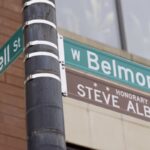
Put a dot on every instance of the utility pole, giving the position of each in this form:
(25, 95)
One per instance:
(45, 121)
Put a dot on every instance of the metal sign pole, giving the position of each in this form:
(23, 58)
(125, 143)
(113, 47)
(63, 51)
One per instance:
(45, 121)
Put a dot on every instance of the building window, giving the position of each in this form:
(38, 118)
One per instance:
(94, 19)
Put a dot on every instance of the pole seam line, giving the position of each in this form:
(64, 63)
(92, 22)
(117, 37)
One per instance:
(39, 1)
(34, 54)
(41, 42)
(38, 21)
(41, 75)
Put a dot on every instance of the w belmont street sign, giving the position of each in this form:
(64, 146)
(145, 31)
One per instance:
(106, 65)
(11, 50)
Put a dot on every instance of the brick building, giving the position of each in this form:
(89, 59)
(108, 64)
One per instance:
(87, 126)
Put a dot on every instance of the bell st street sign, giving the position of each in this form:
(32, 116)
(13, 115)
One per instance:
(11, 50)
(104, 94)
(106, 65)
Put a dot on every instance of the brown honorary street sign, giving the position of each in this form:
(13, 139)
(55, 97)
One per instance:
(107, 95)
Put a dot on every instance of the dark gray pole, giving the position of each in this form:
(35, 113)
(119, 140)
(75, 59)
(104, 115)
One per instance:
(45, 122)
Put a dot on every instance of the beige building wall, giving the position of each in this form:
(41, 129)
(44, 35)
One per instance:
(85, 124)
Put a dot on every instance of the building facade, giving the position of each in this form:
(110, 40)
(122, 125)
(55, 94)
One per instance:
(95, 119)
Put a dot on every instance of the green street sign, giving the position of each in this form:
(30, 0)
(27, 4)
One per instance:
(11, 50)
(106, 65)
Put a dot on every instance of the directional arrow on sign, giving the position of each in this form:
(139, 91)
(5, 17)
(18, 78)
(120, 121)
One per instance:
(11, 50)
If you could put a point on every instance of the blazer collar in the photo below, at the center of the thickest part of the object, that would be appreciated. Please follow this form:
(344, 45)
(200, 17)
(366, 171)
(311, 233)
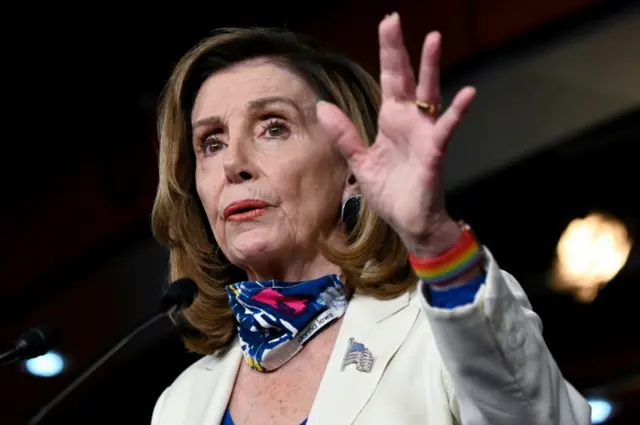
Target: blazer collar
(382, 326)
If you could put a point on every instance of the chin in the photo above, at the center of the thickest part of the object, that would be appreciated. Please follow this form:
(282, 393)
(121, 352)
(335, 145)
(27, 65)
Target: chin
(251, 247)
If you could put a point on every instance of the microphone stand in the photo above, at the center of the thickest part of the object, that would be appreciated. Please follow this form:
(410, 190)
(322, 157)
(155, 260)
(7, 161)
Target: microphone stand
(97, 364)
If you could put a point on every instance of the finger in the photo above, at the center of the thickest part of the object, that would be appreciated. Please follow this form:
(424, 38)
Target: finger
(447, 123)
(428, 89)
(341, 131)
(397, 80)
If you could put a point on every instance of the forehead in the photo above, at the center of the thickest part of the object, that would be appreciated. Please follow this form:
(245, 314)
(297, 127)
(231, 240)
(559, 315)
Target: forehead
(235, 87)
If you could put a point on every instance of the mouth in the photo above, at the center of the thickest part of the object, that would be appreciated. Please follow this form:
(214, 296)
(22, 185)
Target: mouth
(245, 210)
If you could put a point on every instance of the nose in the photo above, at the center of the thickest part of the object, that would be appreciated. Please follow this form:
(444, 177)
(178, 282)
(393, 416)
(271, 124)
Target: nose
(237, 164)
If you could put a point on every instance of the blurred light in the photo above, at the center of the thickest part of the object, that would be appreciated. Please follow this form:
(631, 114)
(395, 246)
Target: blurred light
(600, 411)
(591, 251)
(46, 366)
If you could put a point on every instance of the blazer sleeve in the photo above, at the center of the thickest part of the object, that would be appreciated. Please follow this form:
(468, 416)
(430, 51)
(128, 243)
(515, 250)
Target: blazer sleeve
(157, 409)
(497, 367)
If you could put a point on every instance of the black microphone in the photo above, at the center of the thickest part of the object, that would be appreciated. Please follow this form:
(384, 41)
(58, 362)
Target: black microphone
(178, 296)
(33, 343)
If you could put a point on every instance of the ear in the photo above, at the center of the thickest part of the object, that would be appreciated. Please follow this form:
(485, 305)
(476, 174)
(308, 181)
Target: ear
(351, 187)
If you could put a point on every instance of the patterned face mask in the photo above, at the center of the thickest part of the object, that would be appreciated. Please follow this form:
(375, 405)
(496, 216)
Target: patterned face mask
(275, 319)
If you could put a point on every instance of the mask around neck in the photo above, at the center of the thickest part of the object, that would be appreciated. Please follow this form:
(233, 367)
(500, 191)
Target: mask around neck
(276, 319)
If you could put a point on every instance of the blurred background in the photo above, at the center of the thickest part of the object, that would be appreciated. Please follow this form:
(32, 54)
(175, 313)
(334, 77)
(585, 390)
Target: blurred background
(546, 168)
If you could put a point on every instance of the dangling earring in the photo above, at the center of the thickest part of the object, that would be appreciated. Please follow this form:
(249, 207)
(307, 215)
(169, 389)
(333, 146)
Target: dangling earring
(351, 211)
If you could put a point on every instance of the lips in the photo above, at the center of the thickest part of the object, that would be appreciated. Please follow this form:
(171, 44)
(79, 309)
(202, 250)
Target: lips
(247, 208)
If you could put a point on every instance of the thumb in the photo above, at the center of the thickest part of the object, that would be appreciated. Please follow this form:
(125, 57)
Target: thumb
(341, 131)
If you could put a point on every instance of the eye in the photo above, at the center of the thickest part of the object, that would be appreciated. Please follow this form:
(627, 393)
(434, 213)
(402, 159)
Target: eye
(210, 145)
(275, 128)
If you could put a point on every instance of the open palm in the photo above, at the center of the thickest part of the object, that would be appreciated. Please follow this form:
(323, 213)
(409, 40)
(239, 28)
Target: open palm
(400, 175)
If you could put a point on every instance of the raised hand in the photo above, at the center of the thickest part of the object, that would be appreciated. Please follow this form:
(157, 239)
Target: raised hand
(400, 175)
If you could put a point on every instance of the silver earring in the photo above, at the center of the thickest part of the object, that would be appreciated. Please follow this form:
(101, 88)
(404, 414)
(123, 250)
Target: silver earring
(350, 211)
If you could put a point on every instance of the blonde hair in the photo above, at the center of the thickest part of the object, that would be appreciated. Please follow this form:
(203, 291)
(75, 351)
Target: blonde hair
(375, 260)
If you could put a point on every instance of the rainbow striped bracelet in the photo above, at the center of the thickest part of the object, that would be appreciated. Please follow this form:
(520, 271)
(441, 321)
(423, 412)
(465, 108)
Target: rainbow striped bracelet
(465, 255)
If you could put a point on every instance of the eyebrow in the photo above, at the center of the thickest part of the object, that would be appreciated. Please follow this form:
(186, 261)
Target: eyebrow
(254, 105)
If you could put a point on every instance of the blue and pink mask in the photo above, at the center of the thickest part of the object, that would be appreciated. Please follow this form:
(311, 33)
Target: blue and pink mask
(276, 319)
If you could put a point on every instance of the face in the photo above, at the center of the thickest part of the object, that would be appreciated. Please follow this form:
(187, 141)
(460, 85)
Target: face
(269, 180)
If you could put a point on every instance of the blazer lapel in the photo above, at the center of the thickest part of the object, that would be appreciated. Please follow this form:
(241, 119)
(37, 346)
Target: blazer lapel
(381, 326)
(210, 393)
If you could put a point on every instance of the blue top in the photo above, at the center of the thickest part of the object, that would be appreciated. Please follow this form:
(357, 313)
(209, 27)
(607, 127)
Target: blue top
(446, 298)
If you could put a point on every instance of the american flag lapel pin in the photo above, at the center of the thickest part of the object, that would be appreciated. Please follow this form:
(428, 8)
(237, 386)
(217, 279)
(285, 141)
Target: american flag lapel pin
(359, 355)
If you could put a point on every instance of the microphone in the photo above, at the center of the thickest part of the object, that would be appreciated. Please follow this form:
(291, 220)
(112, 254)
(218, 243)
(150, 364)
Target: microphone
(33, 343)
(178, 296)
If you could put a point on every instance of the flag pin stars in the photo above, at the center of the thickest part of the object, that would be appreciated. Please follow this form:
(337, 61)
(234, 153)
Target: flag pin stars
(359, 355)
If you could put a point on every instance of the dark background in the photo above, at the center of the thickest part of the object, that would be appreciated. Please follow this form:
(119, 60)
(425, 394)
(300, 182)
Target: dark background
(79, 174)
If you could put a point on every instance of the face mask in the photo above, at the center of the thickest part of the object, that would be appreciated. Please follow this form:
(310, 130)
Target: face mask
(276, 319)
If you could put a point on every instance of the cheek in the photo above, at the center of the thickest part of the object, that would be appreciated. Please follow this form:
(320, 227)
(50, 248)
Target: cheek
(317, 187)
(209, 194)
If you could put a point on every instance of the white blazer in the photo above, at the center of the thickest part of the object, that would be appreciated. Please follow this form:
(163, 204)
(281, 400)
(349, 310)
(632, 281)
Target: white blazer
(480, 364)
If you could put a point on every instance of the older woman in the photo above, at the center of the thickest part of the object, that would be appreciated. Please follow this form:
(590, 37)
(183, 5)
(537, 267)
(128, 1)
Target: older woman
(307, 204)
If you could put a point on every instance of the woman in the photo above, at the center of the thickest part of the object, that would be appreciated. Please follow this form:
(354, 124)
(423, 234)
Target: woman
(384, 311)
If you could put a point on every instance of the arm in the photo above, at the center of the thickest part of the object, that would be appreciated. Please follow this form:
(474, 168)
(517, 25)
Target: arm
(497, 362)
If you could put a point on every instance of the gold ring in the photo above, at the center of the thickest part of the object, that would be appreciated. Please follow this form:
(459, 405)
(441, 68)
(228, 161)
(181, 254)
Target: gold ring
(428, 108)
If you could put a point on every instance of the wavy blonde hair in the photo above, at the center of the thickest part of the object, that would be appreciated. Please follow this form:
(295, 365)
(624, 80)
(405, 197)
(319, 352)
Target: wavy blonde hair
(375, 260)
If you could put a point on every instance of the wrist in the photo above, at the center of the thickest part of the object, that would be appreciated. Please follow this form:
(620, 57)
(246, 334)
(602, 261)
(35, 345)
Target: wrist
(442, 237)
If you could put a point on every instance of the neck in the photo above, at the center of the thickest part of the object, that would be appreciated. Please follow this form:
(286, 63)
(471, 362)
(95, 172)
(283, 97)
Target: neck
(295, 265)
(294, 271)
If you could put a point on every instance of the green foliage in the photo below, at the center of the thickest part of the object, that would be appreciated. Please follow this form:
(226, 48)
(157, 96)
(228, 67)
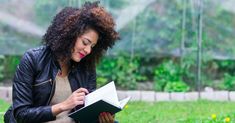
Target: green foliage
(229, 82)
(176, 112)
(168, 78)
(1, 67)
(121, 70)
(177, 86)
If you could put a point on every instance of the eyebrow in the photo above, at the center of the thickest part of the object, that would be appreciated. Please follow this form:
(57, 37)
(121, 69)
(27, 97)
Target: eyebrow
(89, 41)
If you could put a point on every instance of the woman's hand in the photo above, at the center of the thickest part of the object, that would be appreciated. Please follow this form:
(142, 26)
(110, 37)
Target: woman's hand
(76, 98)
(106, 117)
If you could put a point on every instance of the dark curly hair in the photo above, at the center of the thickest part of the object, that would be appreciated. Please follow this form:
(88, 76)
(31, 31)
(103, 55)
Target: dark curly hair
(70, 23)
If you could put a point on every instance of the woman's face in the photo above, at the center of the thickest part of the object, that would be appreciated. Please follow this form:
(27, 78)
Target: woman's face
(84, 44)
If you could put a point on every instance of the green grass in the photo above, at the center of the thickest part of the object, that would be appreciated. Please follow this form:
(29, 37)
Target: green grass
(169, 112)
(176, 112)
(3, 107)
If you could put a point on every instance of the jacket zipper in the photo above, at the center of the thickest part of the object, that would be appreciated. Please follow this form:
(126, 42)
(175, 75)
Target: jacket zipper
(52, 92)
(43, 82)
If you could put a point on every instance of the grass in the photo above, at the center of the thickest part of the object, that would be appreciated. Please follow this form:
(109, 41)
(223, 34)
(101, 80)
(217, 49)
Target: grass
(169, 112)
(176, 112)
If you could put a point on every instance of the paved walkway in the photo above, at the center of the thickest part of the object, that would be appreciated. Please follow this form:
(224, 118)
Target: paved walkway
(151, 96)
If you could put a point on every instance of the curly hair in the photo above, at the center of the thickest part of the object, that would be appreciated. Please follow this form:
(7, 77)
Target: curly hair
(71, 23)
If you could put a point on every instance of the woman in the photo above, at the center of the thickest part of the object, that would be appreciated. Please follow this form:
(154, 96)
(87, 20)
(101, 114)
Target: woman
(52, 80)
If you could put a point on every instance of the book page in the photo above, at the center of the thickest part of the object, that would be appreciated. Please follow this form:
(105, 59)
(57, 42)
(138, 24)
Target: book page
(124, 102)
(107, 92)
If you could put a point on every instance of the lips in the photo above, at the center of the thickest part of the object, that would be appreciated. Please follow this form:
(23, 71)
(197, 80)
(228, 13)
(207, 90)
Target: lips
(81, 55)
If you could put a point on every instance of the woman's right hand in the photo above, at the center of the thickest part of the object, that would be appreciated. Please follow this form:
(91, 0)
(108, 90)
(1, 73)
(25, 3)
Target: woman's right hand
(76, 98)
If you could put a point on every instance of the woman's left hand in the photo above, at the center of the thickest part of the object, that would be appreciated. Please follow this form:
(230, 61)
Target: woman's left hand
(106, 117)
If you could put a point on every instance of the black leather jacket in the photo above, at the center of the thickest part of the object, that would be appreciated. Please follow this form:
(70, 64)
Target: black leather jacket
(34, 86)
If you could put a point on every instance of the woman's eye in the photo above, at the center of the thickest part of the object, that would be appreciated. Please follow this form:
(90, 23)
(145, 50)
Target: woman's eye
(85, 42)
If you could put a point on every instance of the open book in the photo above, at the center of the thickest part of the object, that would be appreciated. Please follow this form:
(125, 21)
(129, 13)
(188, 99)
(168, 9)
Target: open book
(104, 99)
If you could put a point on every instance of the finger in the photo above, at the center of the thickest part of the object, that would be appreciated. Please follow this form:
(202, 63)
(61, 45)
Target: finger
(82, 90)
(101, 118)
(80, 94)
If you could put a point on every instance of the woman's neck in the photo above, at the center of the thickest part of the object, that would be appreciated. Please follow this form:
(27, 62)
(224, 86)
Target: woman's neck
(64, 69)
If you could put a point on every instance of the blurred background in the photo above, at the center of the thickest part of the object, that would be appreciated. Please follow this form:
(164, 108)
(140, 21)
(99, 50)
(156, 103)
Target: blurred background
(166, 45)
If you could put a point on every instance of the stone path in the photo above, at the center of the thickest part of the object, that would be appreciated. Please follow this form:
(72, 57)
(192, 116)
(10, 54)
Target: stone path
(151, 96)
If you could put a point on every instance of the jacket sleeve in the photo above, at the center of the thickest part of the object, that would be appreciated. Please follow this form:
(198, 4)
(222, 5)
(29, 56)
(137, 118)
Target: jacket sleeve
(92, 81)
(23, 108)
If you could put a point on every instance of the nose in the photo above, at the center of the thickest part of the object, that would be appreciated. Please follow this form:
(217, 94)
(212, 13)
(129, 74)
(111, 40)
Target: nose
(87, 50)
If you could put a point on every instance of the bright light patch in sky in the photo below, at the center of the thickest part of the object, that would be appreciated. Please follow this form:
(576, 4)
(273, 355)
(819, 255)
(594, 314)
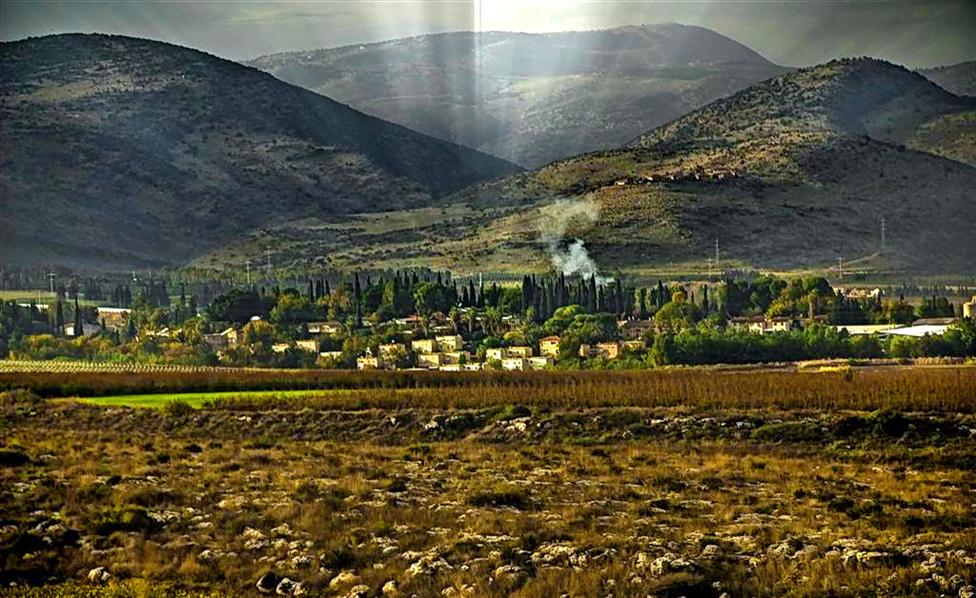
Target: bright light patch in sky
(789, 32)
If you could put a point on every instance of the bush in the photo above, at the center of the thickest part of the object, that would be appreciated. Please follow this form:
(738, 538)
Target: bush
(504, 497)
(129, 518)
(788, 432)
(13, 457)
(177, 408)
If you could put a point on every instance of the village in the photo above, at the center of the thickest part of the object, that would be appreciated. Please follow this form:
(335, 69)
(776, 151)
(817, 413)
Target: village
(410, 322)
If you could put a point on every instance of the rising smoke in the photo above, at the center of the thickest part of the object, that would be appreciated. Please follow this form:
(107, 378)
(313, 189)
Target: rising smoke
(557, 219)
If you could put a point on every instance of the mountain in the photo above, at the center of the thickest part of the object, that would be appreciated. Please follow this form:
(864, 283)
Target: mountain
(531, 98)
(129, 151)
(792, 173)
(959, 79)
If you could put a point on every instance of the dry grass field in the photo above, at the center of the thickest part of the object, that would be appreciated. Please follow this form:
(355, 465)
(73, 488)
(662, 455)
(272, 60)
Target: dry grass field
(573, 484)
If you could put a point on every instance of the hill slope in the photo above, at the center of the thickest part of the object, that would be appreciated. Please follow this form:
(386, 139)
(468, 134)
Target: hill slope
(531, 98)
(795, 172)
(959, 79)
(129, 151)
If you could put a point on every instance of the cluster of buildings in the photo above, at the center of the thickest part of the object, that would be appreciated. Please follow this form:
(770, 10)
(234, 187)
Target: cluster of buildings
(447, 353)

-- -- --

Aim of the task:
Report each line of the listing above that uses the word "below".

Problem solution:
If you could put a point on every instance of the blazer collar in the photo below, at the center of the thickest part of the object, that would be appreciated. Please follow this form:
If you could put a point on every instance of the green foliage in the photo below, at the center of the thickest part of the object, that would be appreciated. Please follow this form:
If you could put a point on every instance of the bright light patch in sky in the photo below, at the center of the thickest part of the object, that would be appreciated. Please follow this form:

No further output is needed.